*Exercise inputs:*
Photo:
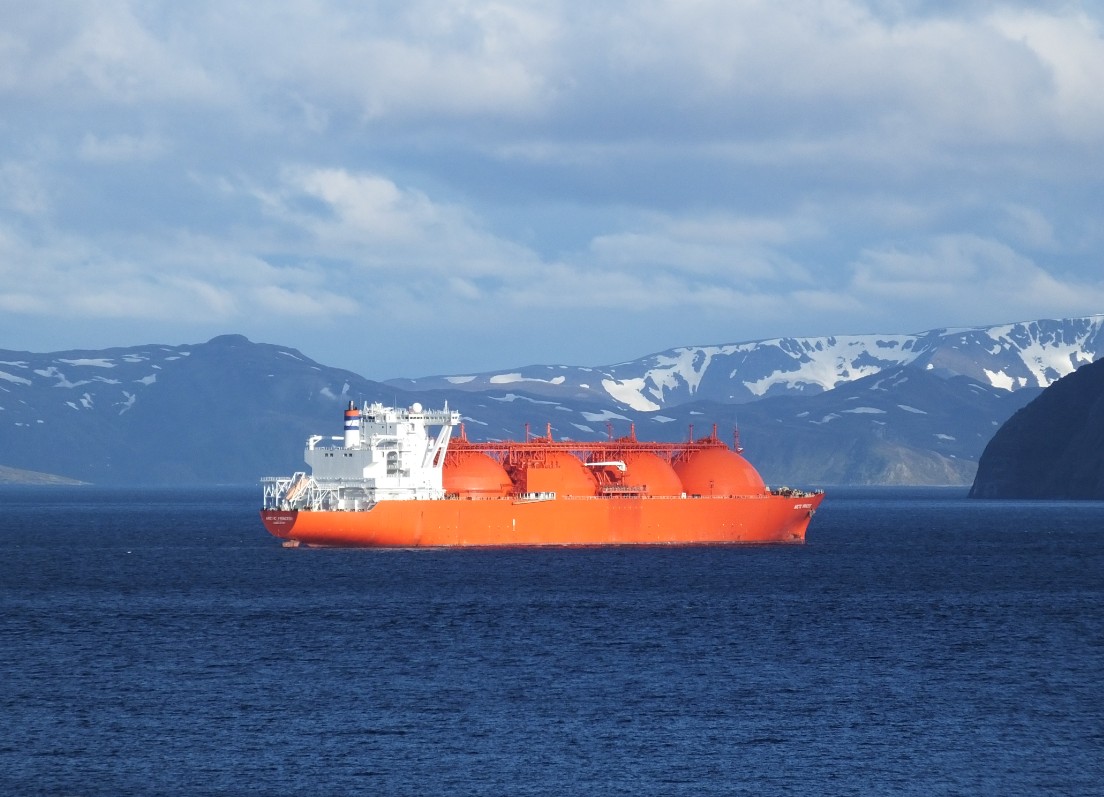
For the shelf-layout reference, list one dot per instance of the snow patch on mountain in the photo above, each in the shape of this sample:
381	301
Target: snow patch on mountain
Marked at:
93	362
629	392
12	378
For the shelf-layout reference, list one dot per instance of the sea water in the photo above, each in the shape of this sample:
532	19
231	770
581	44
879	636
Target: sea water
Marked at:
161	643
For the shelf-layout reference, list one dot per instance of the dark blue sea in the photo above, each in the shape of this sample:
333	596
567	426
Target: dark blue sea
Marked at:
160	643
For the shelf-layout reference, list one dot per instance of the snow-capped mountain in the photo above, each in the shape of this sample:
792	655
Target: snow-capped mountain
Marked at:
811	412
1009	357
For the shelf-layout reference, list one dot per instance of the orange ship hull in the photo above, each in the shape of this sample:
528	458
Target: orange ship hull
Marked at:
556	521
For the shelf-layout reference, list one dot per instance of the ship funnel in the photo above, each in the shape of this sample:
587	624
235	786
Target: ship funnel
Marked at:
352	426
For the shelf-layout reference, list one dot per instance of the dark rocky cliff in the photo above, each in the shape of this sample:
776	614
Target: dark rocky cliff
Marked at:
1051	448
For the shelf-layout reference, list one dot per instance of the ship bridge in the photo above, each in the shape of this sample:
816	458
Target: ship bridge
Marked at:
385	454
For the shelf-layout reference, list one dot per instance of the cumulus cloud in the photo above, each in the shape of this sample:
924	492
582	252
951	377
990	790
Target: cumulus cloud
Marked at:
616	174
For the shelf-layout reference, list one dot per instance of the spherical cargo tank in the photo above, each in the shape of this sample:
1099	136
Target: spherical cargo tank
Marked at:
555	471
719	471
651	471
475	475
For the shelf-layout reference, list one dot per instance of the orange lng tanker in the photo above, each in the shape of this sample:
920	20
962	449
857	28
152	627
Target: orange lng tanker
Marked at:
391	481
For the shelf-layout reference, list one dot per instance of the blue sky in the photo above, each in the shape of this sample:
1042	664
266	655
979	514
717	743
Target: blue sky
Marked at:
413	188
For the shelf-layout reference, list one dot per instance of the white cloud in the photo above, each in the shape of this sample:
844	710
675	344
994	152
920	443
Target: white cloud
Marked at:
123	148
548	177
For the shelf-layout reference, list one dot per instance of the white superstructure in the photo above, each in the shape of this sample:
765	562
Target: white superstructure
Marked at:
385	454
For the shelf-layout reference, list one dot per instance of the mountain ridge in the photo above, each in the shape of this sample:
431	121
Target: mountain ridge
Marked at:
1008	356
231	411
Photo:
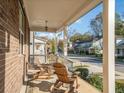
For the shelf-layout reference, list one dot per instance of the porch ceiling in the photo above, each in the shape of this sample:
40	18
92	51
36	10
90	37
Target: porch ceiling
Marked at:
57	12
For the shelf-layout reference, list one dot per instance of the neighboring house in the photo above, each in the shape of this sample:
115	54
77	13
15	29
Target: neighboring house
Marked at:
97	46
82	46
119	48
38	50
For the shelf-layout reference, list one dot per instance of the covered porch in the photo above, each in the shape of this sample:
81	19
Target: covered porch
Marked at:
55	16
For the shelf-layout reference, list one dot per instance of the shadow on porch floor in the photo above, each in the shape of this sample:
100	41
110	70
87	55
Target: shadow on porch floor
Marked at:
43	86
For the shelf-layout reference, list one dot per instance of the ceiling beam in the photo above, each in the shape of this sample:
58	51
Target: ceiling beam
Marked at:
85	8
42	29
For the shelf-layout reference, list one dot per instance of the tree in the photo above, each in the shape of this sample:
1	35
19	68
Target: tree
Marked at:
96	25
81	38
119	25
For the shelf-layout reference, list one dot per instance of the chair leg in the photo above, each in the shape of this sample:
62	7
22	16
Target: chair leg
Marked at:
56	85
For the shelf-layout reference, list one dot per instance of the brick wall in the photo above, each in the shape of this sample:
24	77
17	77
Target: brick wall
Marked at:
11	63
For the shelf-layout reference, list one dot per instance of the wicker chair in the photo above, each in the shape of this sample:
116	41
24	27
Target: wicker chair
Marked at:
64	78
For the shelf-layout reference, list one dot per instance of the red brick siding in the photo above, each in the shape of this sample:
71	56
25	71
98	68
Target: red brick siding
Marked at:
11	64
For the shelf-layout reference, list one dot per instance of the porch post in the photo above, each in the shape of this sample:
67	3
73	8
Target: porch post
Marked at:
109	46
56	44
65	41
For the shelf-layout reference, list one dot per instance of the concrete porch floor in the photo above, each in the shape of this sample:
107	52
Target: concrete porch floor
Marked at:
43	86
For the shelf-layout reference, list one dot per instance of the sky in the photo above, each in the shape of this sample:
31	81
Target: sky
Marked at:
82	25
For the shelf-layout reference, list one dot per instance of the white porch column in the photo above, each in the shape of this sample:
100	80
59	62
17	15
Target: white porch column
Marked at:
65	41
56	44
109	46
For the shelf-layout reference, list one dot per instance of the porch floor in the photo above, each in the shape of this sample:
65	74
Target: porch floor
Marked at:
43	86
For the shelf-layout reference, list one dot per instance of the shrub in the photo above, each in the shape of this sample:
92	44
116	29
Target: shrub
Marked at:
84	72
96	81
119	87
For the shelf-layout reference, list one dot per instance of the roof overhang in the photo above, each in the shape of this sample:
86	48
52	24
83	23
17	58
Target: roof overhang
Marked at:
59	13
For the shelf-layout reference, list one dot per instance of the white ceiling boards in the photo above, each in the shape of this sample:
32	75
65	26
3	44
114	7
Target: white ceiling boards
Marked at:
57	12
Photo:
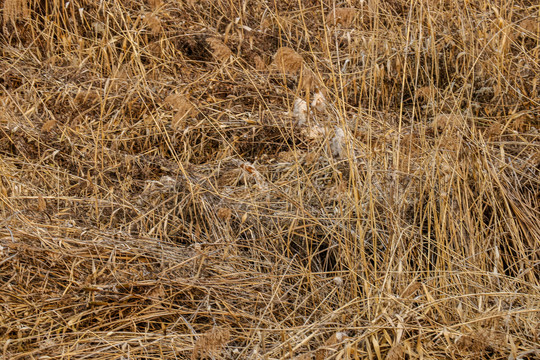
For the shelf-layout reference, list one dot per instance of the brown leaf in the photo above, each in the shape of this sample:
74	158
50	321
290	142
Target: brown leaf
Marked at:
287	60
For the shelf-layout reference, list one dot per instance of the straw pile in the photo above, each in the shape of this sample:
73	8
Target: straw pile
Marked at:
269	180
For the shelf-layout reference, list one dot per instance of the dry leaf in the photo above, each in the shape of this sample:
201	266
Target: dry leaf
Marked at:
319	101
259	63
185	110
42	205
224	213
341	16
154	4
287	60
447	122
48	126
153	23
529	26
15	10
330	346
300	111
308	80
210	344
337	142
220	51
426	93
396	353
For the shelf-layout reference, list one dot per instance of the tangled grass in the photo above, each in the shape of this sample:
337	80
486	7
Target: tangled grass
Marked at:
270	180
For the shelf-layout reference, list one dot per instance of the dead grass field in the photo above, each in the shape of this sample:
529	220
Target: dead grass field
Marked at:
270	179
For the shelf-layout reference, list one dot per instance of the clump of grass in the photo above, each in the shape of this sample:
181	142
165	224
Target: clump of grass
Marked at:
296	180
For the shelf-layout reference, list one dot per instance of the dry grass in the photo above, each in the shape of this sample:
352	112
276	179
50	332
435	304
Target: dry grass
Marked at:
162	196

*Given exercise:* Leave out the pictures and print each record exactly as it stands.

*The response:*
Photo:
For the shelf-layout reference, list one dot per instance of the snow patch on mountain in the photo above, each in the shape of this sample:
381	301
Target: snow patch on mountain
Marked at:
93	362
629	392
12	378
For the shelf-layout reference, list one dot per instance of the sea water in the photo above, each in the shape of this sample:
532	19
231	770
581	44
879	636
Target: sea water
Marked at:
161	643
For the shelf-layout reference, list one dot per instance of the dark blue sea in the photo above, each in the shape of this sample:
333	596
567	426
Target: dark blue sea
Marked at:
160	643
For the shelf-layout reference, list one dot per instance of the snow-capped mountain in the photo above, each in the shape of this sample:
792	655
Target: snow-capped mountain
Marked at:
811	412
1009	357
For the shelf-layout reference, list one dot per instance of the orange ship hull in the photo above, each in the shape of this sample:
528	458
Target: orange ship hull
Marked at:
556	521
For the shelf-layout reference, list one dot per instance of the ship funnel in the photo above, each in the shape of this sample:
587	624
235	786
Target: ship funnel
Marked at:
352	426
For the shelf-layout reference, list one dot per instance of the dark rocky cliff in the photo above, each in the shape of this sample:
776	614
Target: dark rocky cliff
Marked at:
1051	448
For the shelf-layout reference, list one dot per instance of the ship bridge in the photo above, each in the shape of this sample:
816	458
Target: ship bridge
Marked at:
385	454
For the shelf-layout reference, list one dot per instance of the cumulus cloud in the photo above, each in the shape of this sample:
924	492
582	252
951	377
990	790
Target: cumulus cloud
Marked at:
616	174
For the shelf-layout reference, list one dot per instance of the spherical cargo tank in the photo above, each in the shape of this sample:
1099	136
Target: spherical cargo tank
Marked at:
555	471
719	471
651	471
475	475
For the shelf-layout reference, list one dot per instance of the orange lng tanker in the photo above, each in the shape of this sample:
920	20
962	449
857	28
152	627
Target: orange lng tanker
Marked at:
391	481
For the shelf-layout reference, list one dot per instance of the blue sky in the photo above, each in the shape of this sample:
1042	664
266	655
979	514
717	743
Target: blue sky
Marked at:
413	188
For the shelf-layout reference, list one dot per instance of the white cloud in the photo above, each in the shape of this sample:
844	710
675	344
994	152
920	443
Target: white cloud
Marked at:
123	148
548	177
For the shelf-layout reference, list one dot per instance of the white superstructure in the photo above, each in the shape of this sample:
765	562
Target: white superstructure
Marked at:
385	454
For the shelf-layout reference, list one dot per instance of the mountain ridge in the photo above, each in the shape of this sample:
431	121
Target: mountain ridge
Marked at:
1008	356
231	411
Photo:
For the shelf-layout reference, list one dot per instance of the porch ceiling in the photo above, each in the shape of this sample:
40	18
92	51
36	10
90	37
Target: porch ceiling
Marked at:
57	12
For the shelf-layout reference, list one dot per instance of the neighboring house in the photo above, each in the shape of this sample:
115	54
77	13
15	29
Target: neighboring house
Marked at:
97	46
82	46
119	48
38	50
For the shelf-layout reference, list one dot per instance of the covered porch in the photo above, each in the shape of this sample:
81	19
Target: covered porch
Marked at:
55	16
For the shelf-layout reference, list one dot per instance of the shadow on porch floor in the photo above, each in the shape of this sample:
100	41
110	70
87	55
Target: shadow on porch floor
Marked at:
43	86
For the shelf-layout reference, list one dot per instance of the ceiling beam in the photo above, each in the shape of this sample:
58	51
Target: ceiling beam
Marked at:
85	8
42	29
For the shelf-layout reference, list one dot per instance of the tree in the photo above, each in the shape of this sample:
1	35
19	68
Target: tree
Marked at:
96	25
81	38
119	25
For the shelf-layout reference, list one dot per instance of the chair leg in the photo above, each in the shape of this sample:
62	7
22	16
Target: chair leg
Marked at:
56	85
For the shelf-layout reference, list one dot per instance of the brick wall in the photo above, each in the shape of this sample:
24	77
17	77
Target: brick wall
Marked at:
11	63
For the shelf-layout reference, list one dot per instance of the wicker chair in the photo above, each in the shape of this sample:
116	41
24	27
Target: wicker chair
Marked at:
64	78
For the shelf-layout reference, list one dot per instance of the red brick siding in the photo above, each in the shape of this sample:
71	56
25	71
98	68
Target: red brick siding
Marked at:
11	64
For the shelf-layout reference, list one dot per instance of the porch post in the photo above, each in the shape of this sample:
67	3
73	8
Target: porch post
Marked at:
109	46
56	44
65	41
For the shelf-layout reference, list one dot per instance of the concrete porch floor in the photo above, each in the shape of this sample:
107	52
Target: concrete porch floor
Marked at:
43	86
For the shelf-layout reference, list one dot per instance of the sky in the photo above, each in the shape of this sample:
31	81
Target: sky
Marked at:
82	25
For the shelf-layout reference, list one dot per instance of the white porch column in the photo above, each in the shape of this sample:
100	80
59	62
17	15
Target: white porch column
Marked at:
65	41
56	44
109	46
For the shelf-layout reference, list one dot per instance of the porch floor in the photo above, each in the shape of this sample:
65	74
Target: porch floor
Marked at:
43	86
For the shelf-layout reference, list one dot per instance of the shrub in the photo above, each in the shape of this sample:
92	44
116	29
Target: shrub
Marked at:
84	72
96	81
119	87
For the shelf-layout reference, list one dot per instance of the roof overhang in the photo above, each in the shape of this sample:
86	48
52	24
83	23
17	58
Target: roof overhang
Marked at:
59	13
For the shelf-layout reference, list one dot per instance of the white ceiling boards in the photo above, each in the shape of this sample:
32	75
65	26
3	44
114	7
Target: white ceiling boards
Marked at:
57	12
Photo:
For the shelf-layout reference, list one dot per instance of the brown leaf in the photo above, each in the shape of this sample:
74	158
50	321
290	142
Target: brown leaf
Marked at:
287	60
For the shelf-layout reference, list one dot per instance of the straw pile in the photo above, each in the shape of this sample:
73	8
Target: straw pile
Marked at:
269	180
For the shelf-layout reference, list one dot per instance of the dry leaf in the photo above, each in the shape of this sample:
201	266
Target: dry leaf
Marked at:
319	101
259	63
185	110
42	205
224	213
341	16
154	4
287	60
447	122
48	126
153	23
529	26
15	10
330	346
300	111
308	80
210	344
337	142
220	51
426	93
396	353
For the shelf-layout reference, list one dot per instance of the tangled grass in the photo above, each in the shape of this sample:
337	80
486	7
Target: tangled grass
Marked at:
270	180
For the shelf-layout reference, list one dot per instance of the dead grass field in the photo above, each in the shape of this sample:
529	220
Target: dead grass field
Marked at:
270	179
For the shelf-layout reference, list one dot per instance of the clump of grass in the photo above, each in the shape of this sample:
181	142
165	224
Target: clump of grass
Marked at:
296	180
For the shelf-layout reference, list one dot per instance of the dry grass in the photo above, each in the shape of this sample:
352	112
276	179
50	332
435	304
Target: dry grass
Marked at:
162	196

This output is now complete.